児童の権利に関する条約 (その二)

[ 編集者:人権教育研究室       2009年3月20日 更新 ]

第二部

第四十二条
締約国は、適当かつ積極的な方法でこの条約の原則及び規定を成人及び児童のいずれにも広く知らせることを約束する。
第四十三条
1 この条約において負う義務の履行の達成に関する締約国による進捗(ちょく)の状況を審査するため、児童の権利に関する委員会(以下「委員会」という。)を設置する。委員会は、この部に定める任務を行う。
2 委員会は、徳望が高く、かつ、この条約第四三条が対象とする分野において能力を認められた十八人の専門家で構成する。委員会の委員は、締約国の国民の中から締約国により選出されるものとし、個人の資格で職務を遂行する。その選出に当たっては、衡平な地理的配分及び主要な法体系を考慮に入れる。
3 委員会の委員は、締約国により指名された者の名簿の中から秘密投票により選出される。各締約国は、自国民の中から一人を指名することができる。

提供資料
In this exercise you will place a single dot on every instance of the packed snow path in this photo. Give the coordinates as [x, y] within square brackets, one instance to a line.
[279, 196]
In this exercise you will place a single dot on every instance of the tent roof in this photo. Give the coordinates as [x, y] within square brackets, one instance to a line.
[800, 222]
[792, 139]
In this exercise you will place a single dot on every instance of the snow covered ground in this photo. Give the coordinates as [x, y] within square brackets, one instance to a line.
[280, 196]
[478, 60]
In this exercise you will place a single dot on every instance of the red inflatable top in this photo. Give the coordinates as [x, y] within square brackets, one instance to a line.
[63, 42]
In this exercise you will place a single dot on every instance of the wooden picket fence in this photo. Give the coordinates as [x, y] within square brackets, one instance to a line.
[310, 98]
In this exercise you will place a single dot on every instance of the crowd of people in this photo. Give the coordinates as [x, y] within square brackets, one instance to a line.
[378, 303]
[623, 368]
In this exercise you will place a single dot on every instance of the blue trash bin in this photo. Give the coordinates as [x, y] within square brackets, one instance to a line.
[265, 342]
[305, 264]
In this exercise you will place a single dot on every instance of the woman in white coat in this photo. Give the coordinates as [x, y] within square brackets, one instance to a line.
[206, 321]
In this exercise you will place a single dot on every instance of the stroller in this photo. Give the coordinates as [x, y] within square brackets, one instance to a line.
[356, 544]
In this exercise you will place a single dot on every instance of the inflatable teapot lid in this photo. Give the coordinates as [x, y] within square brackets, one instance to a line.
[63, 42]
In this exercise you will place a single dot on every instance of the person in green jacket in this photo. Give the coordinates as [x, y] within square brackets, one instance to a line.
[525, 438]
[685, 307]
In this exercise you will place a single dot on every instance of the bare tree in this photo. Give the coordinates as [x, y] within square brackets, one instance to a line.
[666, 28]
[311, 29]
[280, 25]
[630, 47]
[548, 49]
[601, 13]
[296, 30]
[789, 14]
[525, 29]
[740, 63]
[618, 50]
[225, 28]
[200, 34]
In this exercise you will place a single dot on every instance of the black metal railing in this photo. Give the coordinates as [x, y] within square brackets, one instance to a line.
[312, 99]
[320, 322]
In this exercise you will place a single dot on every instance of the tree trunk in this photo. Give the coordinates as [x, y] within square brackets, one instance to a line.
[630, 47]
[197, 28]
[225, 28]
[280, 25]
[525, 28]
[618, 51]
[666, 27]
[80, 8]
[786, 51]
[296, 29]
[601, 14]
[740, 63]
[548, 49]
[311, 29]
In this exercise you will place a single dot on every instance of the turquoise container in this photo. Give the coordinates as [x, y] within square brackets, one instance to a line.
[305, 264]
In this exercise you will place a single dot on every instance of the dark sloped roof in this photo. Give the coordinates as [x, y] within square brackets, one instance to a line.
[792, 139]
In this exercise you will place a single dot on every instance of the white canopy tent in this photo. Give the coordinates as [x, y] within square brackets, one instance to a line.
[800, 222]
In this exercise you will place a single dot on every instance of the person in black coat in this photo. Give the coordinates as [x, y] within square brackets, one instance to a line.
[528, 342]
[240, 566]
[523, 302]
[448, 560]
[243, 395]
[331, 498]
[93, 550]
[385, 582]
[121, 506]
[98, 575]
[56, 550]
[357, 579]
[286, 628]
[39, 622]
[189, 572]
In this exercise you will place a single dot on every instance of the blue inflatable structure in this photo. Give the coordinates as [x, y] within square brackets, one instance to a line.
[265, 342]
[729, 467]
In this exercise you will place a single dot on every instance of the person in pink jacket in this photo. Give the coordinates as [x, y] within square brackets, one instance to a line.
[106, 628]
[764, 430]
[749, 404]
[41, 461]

設問 A
原文によれば、委員会の委員の選出に当たり、各締約国は自国民の中から何人を指名することができますか。
設問 B
一覧のうち、「the blue inflatable」を含む行から一覧の末尾までを、一行も変えずに書き写してください。

解答例 A
一人です。

解答例 B
In this exercise you will place a single dot on every instance of the blue inflatable structure in this photo. Give the coordinates as [x, y] within square brackets, one instance to a line.
[265, 342]
[729, 467]
In this exercise you will place a single dot on every instance of the person in pink jacket in this photo. Give the coordinates as [x, y] within square brackets, one instance to a line.
[106, 628]
[764, 430]
[749, 404]
[41, 461]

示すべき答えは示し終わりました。